= Challenge a =
Answer these questions using the passage on Witek's collages.
(i) Clippings from which three kinds of sources are Witek's photo collages made from?
(ii) In what book did the artist find the copper engraving that gave rise to Full MOON?
(iii) Since what decade has the moon been photographically mapped with precision?

= Selected text =
◆ ◆ ◆ ◆ ◆
Witek’s photo collages tap into our collective pictorial memory. They originate in ephemeral, found pictures – clippings of reproductions from magazines, posters, and newspapers – which we usually only look at briefly before setting them aside again. The removing, adding, and layering of this material is just as much a part of Witek’s creative process as the translation of the paper artifacts into photographic spaces. Photographs are converted into accessible forms of architecture with illusionistic qualities. Familiar ways of seeing are subverted by artificial spaces that lack any recognizable purpose or center and resist the panoramic incorporation of what is represented. What becomes visible also cannot be quickly erased or banned from our field of vision with an aversion of the eyes. The primary motif of Full MOON is also a reproduction. The idea for the photographic installation came from a copper engraving the artist found in an old illustrated book from the 18th century called Die Sterne (The Stars) . How do we form ideas about objects? At the beginning of the 19th century, as better telescopes enabled more precise observation of the moon’s surface, its representability soon occupied the pioneers of photography. “Even the moon’s disk […] leaves its image in Daguerre’s mysterious material,” wrote Alexander von Humboldt in a letter from February 1839, [1] indicating a competition with magic. No one can withstand the spell of the moon. That it has been photographically mapped with precision since the 1960s does not stop us from recognizing a face on its surface still. What we see looks back at us. (Katharina Manojlovic)
◆ ◆ ◆ ◆ ◆
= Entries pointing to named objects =

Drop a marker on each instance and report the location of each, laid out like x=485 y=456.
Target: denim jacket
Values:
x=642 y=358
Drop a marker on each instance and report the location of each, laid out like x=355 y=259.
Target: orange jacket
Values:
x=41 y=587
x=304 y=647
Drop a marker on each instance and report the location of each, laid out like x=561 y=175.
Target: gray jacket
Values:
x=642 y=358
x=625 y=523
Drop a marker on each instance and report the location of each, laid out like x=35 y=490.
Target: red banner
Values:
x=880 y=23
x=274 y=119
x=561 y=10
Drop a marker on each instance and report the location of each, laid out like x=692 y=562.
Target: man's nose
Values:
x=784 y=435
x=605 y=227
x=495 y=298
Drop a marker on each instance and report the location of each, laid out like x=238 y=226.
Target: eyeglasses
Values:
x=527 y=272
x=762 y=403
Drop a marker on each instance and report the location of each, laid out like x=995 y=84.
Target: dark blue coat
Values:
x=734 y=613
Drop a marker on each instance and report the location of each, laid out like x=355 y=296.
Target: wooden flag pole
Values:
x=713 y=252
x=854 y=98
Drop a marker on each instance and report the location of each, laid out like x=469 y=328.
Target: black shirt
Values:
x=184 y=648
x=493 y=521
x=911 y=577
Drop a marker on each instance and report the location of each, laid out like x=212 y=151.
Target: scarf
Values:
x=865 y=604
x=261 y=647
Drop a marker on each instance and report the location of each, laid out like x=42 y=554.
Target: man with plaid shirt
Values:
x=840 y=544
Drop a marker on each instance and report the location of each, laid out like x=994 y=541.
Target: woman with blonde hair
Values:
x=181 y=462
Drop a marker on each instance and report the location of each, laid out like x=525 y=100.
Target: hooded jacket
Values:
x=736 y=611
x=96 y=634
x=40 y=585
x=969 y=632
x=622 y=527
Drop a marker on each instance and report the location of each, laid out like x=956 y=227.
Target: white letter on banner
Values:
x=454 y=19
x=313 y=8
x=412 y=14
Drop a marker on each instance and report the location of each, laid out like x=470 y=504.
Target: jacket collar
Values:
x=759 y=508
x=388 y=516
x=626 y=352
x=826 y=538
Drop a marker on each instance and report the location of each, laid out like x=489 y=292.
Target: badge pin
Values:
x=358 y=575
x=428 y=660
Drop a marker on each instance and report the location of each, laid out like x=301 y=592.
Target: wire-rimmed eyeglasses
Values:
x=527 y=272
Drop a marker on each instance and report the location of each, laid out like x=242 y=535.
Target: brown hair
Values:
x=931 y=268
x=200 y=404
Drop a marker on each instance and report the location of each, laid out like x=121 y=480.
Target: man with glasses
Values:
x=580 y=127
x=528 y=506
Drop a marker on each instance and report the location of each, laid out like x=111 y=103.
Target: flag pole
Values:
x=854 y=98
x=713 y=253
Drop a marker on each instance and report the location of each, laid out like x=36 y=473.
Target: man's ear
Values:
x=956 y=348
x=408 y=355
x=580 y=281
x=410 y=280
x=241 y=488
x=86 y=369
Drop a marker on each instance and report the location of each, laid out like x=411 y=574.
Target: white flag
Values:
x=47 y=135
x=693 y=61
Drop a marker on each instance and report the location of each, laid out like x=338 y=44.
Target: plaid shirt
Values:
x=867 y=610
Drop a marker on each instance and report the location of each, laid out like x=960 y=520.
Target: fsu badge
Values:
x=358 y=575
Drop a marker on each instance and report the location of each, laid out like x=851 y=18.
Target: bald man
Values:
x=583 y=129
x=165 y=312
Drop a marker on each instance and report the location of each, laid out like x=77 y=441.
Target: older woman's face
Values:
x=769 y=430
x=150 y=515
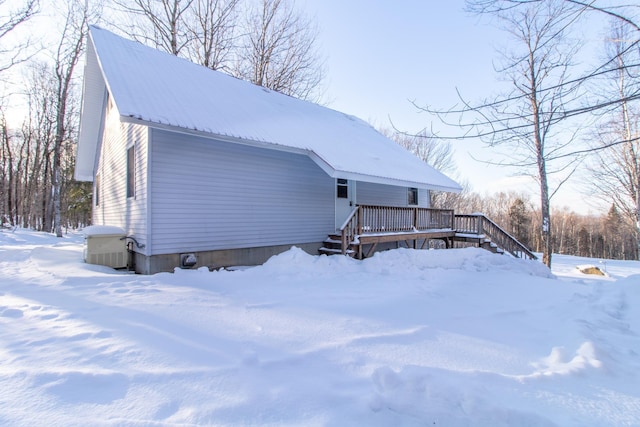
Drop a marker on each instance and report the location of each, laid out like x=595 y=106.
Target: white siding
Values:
x=114 y=207
x=388 y=195
x=208 y=195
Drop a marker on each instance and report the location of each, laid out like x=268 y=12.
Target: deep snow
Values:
x=405 y=338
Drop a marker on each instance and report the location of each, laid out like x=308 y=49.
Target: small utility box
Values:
x=105 y=245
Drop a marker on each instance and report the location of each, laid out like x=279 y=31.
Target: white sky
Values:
x=380 y=55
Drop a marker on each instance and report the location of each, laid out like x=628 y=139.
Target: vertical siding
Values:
x=388 y=195
x=115 y=208
x=208 y=195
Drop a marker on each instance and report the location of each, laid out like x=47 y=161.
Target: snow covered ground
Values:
x=405 y=338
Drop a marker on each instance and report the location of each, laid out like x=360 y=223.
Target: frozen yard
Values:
x=405 y=338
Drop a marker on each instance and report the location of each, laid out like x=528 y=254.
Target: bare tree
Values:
x=435 y=152
x=10 y=18
x=616 y=169
x=278 y=50
x=68 y=54
x=211 y=30
x=160 y=23
x=526 y=118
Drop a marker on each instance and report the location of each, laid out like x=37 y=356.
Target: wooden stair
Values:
x=333 y=246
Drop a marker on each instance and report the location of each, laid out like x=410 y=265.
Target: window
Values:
x=131 y=175
x=342 y=189
x=413 y=196
x=97 y=190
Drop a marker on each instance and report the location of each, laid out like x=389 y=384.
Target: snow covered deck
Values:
x=373 y=225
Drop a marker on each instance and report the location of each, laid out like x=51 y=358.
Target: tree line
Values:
x=608 y=236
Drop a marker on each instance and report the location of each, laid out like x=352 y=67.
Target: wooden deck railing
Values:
x=480 y=225
x=369 y=220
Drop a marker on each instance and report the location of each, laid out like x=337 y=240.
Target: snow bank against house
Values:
x=412 y=338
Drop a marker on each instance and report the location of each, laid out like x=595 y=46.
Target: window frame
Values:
x=342 y=188
x=412 y=196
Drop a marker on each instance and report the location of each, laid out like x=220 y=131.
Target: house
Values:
x=202 y=169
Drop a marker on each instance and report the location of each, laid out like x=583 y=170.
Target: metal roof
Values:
x=158 y=89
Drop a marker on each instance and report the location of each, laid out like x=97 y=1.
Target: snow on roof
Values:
x=163 y=90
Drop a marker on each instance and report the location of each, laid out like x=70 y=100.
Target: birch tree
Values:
x=12 y=16
x=616 y=168
x=68 y=54
x=278 y=50
x=159 y=23
x=527 y=118
x=212 y=32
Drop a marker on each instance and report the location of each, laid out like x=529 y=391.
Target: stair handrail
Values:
x=509 y=243
x=350 y=229
x=478 y=224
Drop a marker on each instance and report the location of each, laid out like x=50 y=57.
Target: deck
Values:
x=369 y=226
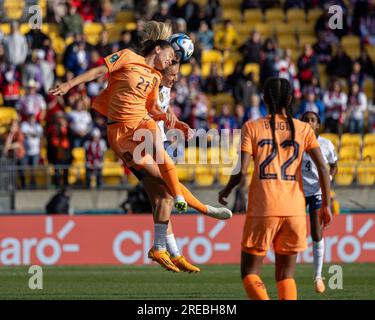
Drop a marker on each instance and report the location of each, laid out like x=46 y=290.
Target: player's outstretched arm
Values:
x=235 y=179
x=325 y=183
x=87 y=76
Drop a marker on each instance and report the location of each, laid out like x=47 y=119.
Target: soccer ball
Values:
x=182 y=45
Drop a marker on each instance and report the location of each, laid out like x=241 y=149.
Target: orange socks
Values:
x=255 y=288
x=169 y=174
x=287 y=289
x=192 y=201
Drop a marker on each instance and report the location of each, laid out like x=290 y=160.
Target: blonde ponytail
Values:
x=154 y=30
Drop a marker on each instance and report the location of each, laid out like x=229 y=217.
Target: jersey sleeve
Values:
x=117 y=60
x=246 y=143
x=332 y=156
x=311 y=141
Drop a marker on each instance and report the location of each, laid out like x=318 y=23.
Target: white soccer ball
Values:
x=182 y=45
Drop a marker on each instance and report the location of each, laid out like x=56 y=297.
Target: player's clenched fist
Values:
x=60 y=89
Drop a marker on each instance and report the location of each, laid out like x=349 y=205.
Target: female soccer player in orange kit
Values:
x=276 y=206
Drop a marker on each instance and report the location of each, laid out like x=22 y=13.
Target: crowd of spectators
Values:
x=28 y=69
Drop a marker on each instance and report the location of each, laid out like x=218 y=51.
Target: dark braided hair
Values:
x=277 y=95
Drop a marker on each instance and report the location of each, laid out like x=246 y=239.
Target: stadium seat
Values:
x=254 y=68
x=185 y=173
x=314 y=14
x=79 y=155
x=345 y=175
x=227 y=4
x=7 y=115
x=366 y=174
x=287 y=42
x=303 y=40
x=305 y=29
x=349 y=154
x=125 y=16
x=272 y=15
x=369 y=140
x=350 y=42
x=212 y=56
x=252 y=16
x=368 y=154
x=350 y=139
x=234 y=15
x=285 y=29
x=334 y=138
x=113 y=173
x=265 y=29
x=204 y=176
x=293 y=15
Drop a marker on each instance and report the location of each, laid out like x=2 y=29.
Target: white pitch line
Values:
x=366 y=227
x=349 y=224
x=200 y=225
x=221 y=246
x=70 y=247
x=216 y=229
x=369 y=246
x=66 y=229
x=49 y=225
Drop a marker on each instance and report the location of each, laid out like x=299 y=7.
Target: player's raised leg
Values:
x=250 y=273
x=318 y=249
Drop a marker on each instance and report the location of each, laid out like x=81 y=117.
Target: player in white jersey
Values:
x=313 y=194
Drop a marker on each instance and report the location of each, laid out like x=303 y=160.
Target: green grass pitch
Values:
x=152 y=282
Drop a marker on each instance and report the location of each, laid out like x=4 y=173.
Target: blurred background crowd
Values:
x=238 y=44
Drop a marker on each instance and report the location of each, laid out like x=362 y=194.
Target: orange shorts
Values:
x=287 y=234
x=121 y=140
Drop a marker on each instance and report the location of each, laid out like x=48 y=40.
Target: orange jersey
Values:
x=132 y=86
x=276 y=187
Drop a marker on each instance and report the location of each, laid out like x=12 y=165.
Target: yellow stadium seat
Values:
x=7 y=115
x=369 y=140
x=79 y=155
x=334 y=138
x=254 y=68
x=76 y=173
x=185 y=173
x=345 y=175
x=350 y=139
x=305 y=29
x=293 y=15
x=125 y=16
x=349 y=154
x=303 y=40
x=92 y=28
x=113 y=174
x=232 y=14
x=252 y=16
x=274 y=14
x=212 y=56
x=287 y=42
x=285 y=29
x=185 y=69
x=368 y=154
x=314 y=14
x=265 y=29
x=204 y=175
x=366 y=174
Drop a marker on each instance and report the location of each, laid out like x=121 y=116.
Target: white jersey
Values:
x=163 y=102
x=310 y=175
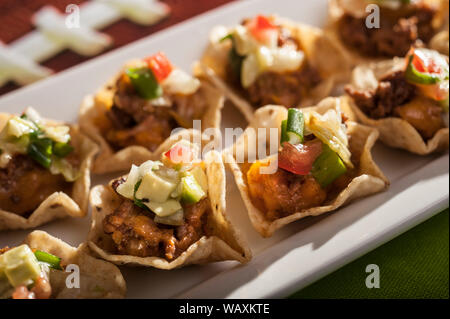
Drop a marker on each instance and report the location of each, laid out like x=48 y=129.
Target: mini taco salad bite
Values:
x=323 y=162
x=377 y=29
x=167 y=213
x=136 y=111
x=406 y=99
x=44 y=170
x=271 y=60
x=39 y=269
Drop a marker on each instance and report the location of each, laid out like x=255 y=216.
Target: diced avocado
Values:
x=191 y=192
x=200 y=177
x=328 y=167
x=20 y=266
x=164 y=209
x=176 y=219
x=155 y=188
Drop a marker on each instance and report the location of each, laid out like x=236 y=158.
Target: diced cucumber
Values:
x=20 y=266
x=18 y=127
x=164 y=209
x=176 y=219
x=328 y=167
x=155 y=188
x=191 y=192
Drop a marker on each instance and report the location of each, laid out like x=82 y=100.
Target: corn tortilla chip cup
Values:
x=94 y=107
x=98 y=278
x=337 y=8
x=59 y=204
x=368 y=180
x=222 y=243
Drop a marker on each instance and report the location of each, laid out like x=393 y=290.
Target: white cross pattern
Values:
x=19 y=62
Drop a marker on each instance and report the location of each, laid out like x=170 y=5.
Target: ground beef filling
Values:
x=135 y=233
x=136 y=121
x=394 y=96
x=286 y=89
x=24 y=185
x=399 y=30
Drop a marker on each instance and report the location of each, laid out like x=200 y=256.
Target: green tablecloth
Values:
x=413 y=265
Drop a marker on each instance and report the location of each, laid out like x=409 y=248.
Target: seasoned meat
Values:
x=286 y=89
x=399 y=30
x=392 y=91
x=135 y=233
x=396 y=97
x=423 y=115
x=136 y=121
x=24 y=185
x=283 y=193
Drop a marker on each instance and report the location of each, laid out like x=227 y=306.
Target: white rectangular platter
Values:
x=296 y=255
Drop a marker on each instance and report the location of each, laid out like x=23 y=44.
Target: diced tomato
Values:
x=179 y=154
x=299 y=159
x=160 y=65
x=262 y=28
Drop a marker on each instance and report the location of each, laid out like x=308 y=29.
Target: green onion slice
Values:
x=145 y=83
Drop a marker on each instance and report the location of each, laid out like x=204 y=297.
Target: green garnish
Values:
x=138 y=202
x=292 y=129
x=191 y=192
x=40 y=150
x=145 y=83
x=62 y=149
x=414 y=76
x=235 y=60
x=53 y=261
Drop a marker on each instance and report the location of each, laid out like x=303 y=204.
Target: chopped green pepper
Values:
x=145 y=83
x=328 y=167
x=235 y=60
x=284 y=137
x=40 y=150
x=191 y=192
x=414 y=76
x=53 y=261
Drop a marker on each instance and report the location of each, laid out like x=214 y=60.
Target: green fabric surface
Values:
x=413 y=265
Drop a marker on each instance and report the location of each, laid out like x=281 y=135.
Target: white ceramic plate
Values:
x=296 y=255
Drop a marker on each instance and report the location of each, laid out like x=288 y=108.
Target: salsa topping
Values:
x=47 y=145
x=322 y=154
x=158 y=75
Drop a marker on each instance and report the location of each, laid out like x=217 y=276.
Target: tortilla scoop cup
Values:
x=59 y=204
x=369 y=178
x=223 y=243
x=108 y=160
x=98 y=278
x=394 y=132
x=319 y=50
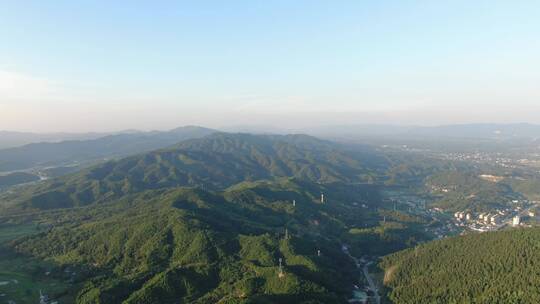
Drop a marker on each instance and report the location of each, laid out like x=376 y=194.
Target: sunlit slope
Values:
◆ ◆ ◆ ◆ ◆
= Challenge b =
Reproduce word for word the entries from the line containing "like x=37 y=356." through the line containing "x=478 y=224", inclusive.

= Result a =
(i) Magazines, posters, and newspapers.
(ii) An old illustrated book from the 18th century called Die Sterne (The Stars).
(iii) The 1960s.

= Result b =
Drop a marker on each instance and report the location of each, laid out like x=37 y=356.
Target: wooden stair
Values:
x=333 y=246
Drop a marker on each instance and report the location of each, laid out like x=410 y=265.
Target: window
Values:
x=131 y=175
x=342 y=189
x=413 y=196
x=97 y=190
Drop a marker on each instance and report the location of each, laid out like x=389 y=384.
Target: snow covered deck
Values:
x=373 y=225
Drop a marker on each instance and report the location of each, laid out like x=51 y=358.
Target: tree line
Values:
x=608 y=236
Drop a marker on each instance and report the location of each, laid out like x=352 y=67.
Target: wooden deck railing
Values:
x=480 y=225
x=369 y=220
Drop a marker on each instance and report the location of each, laid out like x=337 y=240.
Target: snow bank against house
Values:
x=412 y=338
Drop a marker on each instance and report the location of each, laid out like x=595 y=46.
Target: window frame
Values:
x=342 y=188
x=412 y=196
Drop a marker on each instance and report the location of each, laid out like x=220 y=131.
Target: house
Values:
x=202 y=169
Drop a marker on each instance and report the location of each, laid out like x=583 y=170.
Target: metal roof
Values:
x=158 y=89
Drop a marker on each instance and report the location of each, laid out like x=97 y=1.
Target: snow on roof
Values:
x=163 y=90
Drop a marker on each instance and report the location of each, laid out like x=70 y=100.
Target: birch tree
Values:
x=12 y=16
x=616 y=168
x=68 y=54
x=278 y=50
x=159 y=23
x=527 y=118
x=212 y=32
Drop a marker on each instance and report the location of each, laid out like x=529 y=391.
Target: stair handrail
Values:
x=509 y=243
x=350 y=229
x=478 y=224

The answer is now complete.